• **DATA FOR PROCESSING**
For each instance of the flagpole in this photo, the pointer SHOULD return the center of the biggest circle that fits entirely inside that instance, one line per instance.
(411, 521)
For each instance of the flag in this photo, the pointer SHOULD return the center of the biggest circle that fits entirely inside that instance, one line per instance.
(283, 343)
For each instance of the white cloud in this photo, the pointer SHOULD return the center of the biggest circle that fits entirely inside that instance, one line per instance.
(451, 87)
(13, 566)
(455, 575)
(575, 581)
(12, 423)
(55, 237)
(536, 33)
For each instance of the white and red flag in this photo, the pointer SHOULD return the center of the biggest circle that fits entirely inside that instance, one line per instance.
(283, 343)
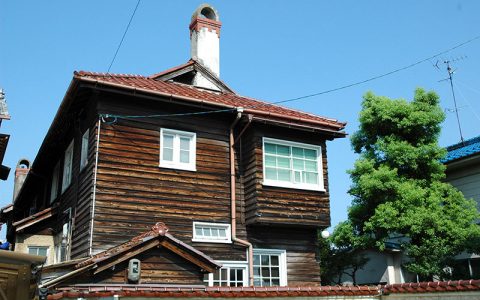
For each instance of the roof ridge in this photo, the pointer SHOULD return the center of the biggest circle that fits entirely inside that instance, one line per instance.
(102, 74)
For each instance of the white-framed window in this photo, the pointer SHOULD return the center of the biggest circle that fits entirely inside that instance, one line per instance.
(54, 186)
(84, 152)
(269, 267)
(67, 167)
(177, 149)
(211, 232)
(292, 165)
(232, 273)
(38, 250)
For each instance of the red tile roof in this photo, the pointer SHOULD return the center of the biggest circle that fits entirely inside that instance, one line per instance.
(158, 291)
(165, 291)
(218, 99)
(433, 287)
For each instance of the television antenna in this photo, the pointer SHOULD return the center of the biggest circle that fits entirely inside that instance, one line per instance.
(450, 78)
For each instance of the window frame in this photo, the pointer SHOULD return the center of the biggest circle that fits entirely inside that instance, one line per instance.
(226, 240)
(230, 264)
(84, 149)
(282, 261)
(38, 247)
(67, 180)
(54, 183)
(304, 186)
(176, 164)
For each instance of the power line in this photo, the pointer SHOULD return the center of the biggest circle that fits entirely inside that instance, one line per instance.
(428, 59)
(381, 75)
(123, 37)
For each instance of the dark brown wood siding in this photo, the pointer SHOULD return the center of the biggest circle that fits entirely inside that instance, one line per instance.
(158, 266)
(133, 192)
(303, 268)
(277, 205)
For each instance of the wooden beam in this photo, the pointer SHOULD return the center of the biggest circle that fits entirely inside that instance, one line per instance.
(187, 256)
(152, 243)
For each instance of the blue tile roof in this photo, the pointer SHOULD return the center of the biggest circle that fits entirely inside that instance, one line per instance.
(462, 149)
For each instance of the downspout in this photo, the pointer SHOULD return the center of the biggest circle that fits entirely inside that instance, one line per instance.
(233, 199)
(94, 185)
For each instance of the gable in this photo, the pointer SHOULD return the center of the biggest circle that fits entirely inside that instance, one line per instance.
(157, 248)
(193, 73)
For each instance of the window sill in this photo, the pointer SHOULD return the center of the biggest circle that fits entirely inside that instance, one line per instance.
(178, 167)
(294, 186)
(212, 241)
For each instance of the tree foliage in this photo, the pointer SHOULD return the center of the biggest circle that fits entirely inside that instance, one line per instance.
(397, 185)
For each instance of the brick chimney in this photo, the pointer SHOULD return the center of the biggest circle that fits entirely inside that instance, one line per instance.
(205, 38)
(21, 172)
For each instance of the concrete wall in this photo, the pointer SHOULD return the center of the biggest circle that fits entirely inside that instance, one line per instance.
(23, 241)
(465, 176)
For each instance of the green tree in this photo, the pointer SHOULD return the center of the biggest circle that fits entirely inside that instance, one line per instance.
(341, 255)
(397, 185)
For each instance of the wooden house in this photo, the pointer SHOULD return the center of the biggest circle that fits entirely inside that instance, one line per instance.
(175, 179)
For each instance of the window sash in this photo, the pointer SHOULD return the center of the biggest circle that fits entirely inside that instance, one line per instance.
(269, 267)
(38, 250)
(211, 232)
(84, 151)
(177, 149)
(231, 274)
(67, 167)
(292, 165)
(54, 186)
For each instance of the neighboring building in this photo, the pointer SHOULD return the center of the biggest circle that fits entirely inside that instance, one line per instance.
(463, 172)
(175, 179)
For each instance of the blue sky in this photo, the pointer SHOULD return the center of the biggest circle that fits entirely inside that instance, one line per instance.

• **TASK TO CARRY OUT**
Change every "biggest" in the items above to "largest" and write all the items out again with nothing else altered. Leave the pictures out.

• **WRITTEN RESPONSE**
For each instance of the flagpole in this photo, the pointer SHOULD return the center of the largest circle that fits entirely inside that instance, one line per instance.
(411, 521)
For each instance of the flag in this photo, the pointer SHOULD return the center of the largest circle that fits entirely inside that instance, one line per instance.
(283, 343)
For each instance of the white cloud in this photo, the pointer SHOULD return the center of the largest circle that fits entirely inside that instance, one line per instance.
(451, 87)
(13, 566)
(455, 575)
(575, 581)
(12, 423)
(55, 237)
(536, 33)
For each instance of the white and red flag in this photo, the pointer SHOULD return the center of the largest circle that fits entirely inside that instance, one line per instance.
(283, 343)
For each instance of the roof ridge in this photo, the pointer SHOULD return the center of the largest circle that fits entirely inside that instance, one line per instance.
(102, 74)
For each instance of the white-framed window in this photo, the pointer SHOULD return the center of the largest circle that fits entirely inside that instance, one line per instance.
(54, 186)
(84, 152)
(269, 267)
(67, 167)
(177, 149)
(211, 232)
(292, 165)
(232, 273)
(38, 250)
For each instance of the red tile roof in this photo, the pointer SHOULD return the center of the largest circle that fits entirely inside that instance, one line per instance.
(158, 291)
(165, 291)
(218, 99)
(433, 287)
For each instance of the television antenna in this photo, the pointer SHOULD return the center of the largest circle that fits entirely inside that instance, one line per instance.
(450, 78)
For each instance of the window frame in this photo, the pointer SHOULD return the center of the largest circle that fits entirely inside that instance, one line per instance.
(226, 240)
(230, 264)
(84, 149)
(282, 261)
(38, 247)
(67, 180)
(54, 183)
(304, 186)
(176, 164)
For each instance of the power line in this photo, the pointer SHOULD return the center of the largest circle that fits entirely inside that instance, one line per instance.
(428, 59)
(381, 75)
(123, 37)
For each instance of the dark brown wood siding in this photo, the pointer SHOULD return the center of the largest circle that fits entirely inside that instance, one line per instance.
(158, 266)
(133, 192)
(303, 268)
(277, 205)
For each instance of the wooden beam in this photo, the pointer SHOULD return the center of the largest circle that fits entirely inside that instance, one line per instance.
(187, 256)
(152, 243)
For each instance of the blue tile roof in this photo, the pointer SHOULD return the center of the largest circle that fits entirely inside that instance, one line per instance.
(462, 149)
For each instance of the downspout in this photo, the pointer SHOULD return the center of the largest circle that fits entirely inside that instance, one line per instance.
(233, 199)
(94, 185)
For each instance of the gable in this photo, the pointer SHOULD return the center of the largest circle that fits entirely inside that instance, one line per instance.
(157, 248)
(193, 73)
For each instance of the window sill in this photo, the pointer SHOULD return the center of the largest circle that fits entirely inside that instance, one line per instance.
(178, 167)
(294, 186)
(212, 241)
For each instance of the tree foliage in this photo, the pointer SHOULD return the center of the largest circle that fits entirely inside that instance, one line per instance.
(397, 185)
For each instance of the brick chimney in this photo, the pointer SHOULD return the center of the largest circle that fits entirely inside that instance, one line per instance.
(205, 38)
(21, 172)
For each instance of the concrete wall in this photo, the pointer SHOULD return the center of the largest circle that fits entirely inside that instance, one line per instance.
(23, 241)
(465, 176)
For each instance of the green tree in this photo, the pointer SHOULD return the center of the largest circle that fits entirely inside that instance, one line per instance.
(341, 255)
(397, 185)
For each instance of the wooden house in this photo, the pointer SHOULD return the center of the largest circle that fits entirely inside that instance, one line per instance.
(175, 179)
For each instance of the window sash in this photo, the pointer SHOULD return the center of the largest circle that fits entirely inside that instance, one line per instance.
(269, 267)
(38, 250)
(211, 232)
(84, 151)
(177, 149)
(231, 274)
(67, 167)
(292, 165)
(54, 186)
For each instance of the neighboring building in this photo, the pointer SHOULD return the center of the largest circle that fits entirely inside that instance, one line per instance.
(463, 172)
(175, 179)
For each instance of the blue sky in this photo, the pointer SHOULD return the center of the largest circle that fits entirely inside that instance, one line per instance.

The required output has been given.